Exercise description | Edit the lines from the line with "Check that every instance of the shadow" to the line with "138), (260, 175)]" so that "shadow on pavement" becomes "shadow on asphalt", leaving all else unchanged.

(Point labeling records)
-- start --

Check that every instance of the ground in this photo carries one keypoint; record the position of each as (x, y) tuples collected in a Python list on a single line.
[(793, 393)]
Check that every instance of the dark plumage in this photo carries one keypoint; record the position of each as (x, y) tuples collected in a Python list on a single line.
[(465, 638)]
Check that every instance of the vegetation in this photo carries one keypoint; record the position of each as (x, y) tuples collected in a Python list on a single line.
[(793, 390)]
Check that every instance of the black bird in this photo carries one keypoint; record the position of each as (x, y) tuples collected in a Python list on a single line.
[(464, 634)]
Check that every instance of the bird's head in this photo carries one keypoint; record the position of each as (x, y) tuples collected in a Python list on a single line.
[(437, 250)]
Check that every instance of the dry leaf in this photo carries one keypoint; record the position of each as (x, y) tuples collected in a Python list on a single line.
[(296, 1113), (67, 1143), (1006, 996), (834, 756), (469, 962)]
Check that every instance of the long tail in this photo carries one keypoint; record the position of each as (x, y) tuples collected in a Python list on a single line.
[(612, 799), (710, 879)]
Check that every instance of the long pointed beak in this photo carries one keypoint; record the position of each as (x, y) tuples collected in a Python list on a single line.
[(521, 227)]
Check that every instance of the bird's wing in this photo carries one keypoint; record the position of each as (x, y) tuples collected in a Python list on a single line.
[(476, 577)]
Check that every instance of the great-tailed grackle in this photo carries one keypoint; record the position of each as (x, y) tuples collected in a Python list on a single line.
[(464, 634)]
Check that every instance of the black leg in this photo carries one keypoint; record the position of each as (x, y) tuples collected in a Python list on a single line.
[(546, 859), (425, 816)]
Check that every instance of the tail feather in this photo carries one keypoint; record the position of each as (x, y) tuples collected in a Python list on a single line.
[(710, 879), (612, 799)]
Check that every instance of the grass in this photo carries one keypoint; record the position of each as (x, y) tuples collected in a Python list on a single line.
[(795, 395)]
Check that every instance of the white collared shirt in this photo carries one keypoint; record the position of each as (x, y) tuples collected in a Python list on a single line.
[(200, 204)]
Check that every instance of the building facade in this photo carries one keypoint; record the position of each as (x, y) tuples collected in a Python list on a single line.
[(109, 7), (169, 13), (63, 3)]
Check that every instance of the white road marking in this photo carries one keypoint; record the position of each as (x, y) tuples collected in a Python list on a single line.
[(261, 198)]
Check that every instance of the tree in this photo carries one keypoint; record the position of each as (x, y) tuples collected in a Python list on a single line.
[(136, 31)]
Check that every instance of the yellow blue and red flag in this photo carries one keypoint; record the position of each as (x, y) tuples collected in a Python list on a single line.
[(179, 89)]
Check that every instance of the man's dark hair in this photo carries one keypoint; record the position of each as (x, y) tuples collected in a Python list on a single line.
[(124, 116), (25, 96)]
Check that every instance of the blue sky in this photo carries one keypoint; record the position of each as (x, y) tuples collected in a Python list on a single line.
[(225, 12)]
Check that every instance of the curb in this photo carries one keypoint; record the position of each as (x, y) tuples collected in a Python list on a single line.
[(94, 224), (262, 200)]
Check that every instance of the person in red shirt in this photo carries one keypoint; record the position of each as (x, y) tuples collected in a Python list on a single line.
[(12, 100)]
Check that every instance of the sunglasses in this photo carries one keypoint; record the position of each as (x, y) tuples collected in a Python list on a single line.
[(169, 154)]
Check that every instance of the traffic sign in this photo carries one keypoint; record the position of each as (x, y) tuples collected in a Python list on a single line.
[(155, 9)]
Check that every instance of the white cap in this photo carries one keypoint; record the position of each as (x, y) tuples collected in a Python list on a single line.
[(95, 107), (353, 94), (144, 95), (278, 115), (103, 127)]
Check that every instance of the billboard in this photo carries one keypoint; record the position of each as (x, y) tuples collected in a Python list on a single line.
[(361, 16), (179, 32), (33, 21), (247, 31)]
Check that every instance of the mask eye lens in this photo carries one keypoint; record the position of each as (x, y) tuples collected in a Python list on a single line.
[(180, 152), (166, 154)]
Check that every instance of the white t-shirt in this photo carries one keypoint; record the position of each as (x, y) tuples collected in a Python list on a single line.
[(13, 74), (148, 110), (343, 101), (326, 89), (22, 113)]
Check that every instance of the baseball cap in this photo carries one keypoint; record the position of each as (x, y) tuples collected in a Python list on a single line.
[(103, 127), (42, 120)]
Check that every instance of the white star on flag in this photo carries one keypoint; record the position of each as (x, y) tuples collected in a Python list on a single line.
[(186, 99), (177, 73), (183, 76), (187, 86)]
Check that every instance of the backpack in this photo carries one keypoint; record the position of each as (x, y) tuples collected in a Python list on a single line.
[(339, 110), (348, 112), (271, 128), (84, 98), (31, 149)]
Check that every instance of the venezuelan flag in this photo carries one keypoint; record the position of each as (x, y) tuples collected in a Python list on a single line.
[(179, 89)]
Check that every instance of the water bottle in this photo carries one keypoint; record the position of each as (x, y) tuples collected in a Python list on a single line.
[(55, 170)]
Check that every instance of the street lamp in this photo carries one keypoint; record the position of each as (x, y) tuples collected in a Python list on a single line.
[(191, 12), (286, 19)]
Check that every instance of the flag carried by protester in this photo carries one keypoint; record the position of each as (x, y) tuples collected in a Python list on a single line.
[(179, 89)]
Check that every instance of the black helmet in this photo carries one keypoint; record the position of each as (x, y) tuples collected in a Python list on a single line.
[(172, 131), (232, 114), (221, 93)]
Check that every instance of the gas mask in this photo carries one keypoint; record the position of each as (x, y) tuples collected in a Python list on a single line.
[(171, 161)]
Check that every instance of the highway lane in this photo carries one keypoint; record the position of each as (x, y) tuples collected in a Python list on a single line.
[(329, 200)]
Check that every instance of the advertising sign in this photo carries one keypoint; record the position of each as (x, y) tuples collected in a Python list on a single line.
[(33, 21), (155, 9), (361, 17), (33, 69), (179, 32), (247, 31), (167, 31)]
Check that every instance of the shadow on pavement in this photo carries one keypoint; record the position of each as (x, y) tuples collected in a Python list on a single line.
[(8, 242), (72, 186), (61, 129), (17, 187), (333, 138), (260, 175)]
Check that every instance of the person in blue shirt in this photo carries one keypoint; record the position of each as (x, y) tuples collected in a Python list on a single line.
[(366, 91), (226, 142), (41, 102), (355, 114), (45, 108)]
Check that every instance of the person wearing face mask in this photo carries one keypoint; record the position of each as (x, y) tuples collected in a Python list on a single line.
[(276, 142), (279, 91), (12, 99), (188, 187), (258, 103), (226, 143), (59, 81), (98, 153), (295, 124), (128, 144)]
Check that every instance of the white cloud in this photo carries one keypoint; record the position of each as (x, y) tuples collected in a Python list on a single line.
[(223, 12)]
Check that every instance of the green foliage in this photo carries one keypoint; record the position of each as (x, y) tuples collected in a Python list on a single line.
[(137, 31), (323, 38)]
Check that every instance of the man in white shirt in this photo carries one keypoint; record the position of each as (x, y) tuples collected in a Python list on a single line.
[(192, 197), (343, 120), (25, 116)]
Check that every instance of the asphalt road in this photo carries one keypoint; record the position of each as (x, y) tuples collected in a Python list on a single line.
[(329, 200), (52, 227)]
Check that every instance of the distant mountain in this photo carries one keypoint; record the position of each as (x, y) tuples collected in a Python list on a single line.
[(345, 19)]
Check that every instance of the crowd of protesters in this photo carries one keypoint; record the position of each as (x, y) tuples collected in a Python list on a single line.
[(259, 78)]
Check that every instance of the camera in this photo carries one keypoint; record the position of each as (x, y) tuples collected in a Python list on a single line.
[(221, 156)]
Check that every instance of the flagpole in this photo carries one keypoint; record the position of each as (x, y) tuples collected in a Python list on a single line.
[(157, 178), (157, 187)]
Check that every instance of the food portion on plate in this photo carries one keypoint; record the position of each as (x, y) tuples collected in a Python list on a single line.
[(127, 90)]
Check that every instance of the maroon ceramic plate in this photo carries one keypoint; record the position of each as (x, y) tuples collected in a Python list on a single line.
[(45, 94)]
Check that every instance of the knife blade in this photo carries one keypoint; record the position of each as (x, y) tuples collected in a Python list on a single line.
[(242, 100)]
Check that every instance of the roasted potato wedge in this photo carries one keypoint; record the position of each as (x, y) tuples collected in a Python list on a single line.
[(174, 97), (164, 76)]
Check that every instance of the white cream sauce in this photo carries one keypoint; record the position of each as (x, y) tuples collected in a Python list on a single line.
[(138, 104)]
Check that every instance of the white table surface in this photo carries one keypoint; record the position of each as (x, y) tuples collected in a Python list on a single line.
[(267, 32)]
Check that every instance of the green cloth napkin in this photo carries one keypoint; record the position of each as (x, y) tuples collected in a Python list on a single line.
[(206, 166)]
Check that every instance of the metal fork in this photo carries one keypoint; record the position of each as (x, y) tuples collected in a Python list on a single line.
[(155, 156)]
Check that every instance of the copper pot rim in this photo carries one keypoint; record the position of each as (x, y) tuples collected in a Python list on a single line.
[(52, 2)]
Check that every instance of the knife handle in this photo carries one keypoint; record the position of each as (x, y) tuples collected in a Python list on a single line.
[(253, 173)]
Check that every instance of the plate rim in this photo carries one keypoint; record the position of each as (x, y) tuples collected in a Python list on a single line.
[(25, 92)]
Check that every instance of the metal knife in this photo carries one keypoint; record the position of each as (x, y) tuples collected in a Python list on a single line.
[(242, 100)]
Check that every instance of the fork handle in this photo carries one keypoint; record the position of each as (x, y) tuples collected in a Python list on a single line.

-- end --

Solved problem |
Check that every instance of the shadow on asphalt in this photo carries one keypoint; record the position of each as (x, y) tuples collected in a Python list on a single line.
[(8, 242), (72, 186), (61, 129), (17, 187), (333, 138), (260, 175)]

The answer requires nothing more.